:: Task brief ::
Pick out each line of the material below that contains the word "Input", treating uppercase and lowercase letters as different, and copy those lines.
----------
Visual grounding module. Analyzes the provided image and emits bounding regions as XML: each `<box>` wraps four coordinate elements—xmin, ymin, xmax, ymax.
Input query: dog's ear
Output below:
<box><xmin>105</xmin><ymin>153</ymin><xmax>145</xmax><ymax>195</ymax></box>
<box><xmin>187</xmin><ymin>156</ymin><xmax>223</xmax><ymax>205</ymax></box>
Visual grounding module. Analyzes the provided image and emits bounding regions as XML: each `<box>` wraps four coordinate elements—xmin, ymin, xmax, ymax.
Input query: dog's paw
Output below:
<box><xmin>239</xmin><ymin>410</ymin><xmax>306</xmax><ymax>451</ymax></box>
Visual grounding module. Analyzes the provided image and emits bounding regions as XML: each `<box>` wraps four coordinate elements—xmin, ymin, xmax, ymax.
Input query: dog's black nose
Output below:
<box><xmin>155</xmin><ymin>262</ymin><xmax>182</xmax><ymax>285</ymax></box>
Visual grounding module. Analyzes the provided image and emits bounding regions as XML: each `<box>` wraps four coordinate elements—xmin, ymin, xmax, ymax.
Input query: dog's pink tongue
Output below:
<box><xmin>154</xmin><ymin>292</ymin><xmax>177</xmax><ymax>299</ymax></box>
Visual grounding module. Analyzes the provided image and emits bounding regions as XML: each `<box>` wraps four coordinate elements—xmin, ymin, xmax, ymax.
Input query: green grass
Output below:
----------
:: Task answer ::
Input query: dog's ear
Input query: dog's paw
Input query: dog's black nose
Input query: dog's pink tongue
Input query: green grass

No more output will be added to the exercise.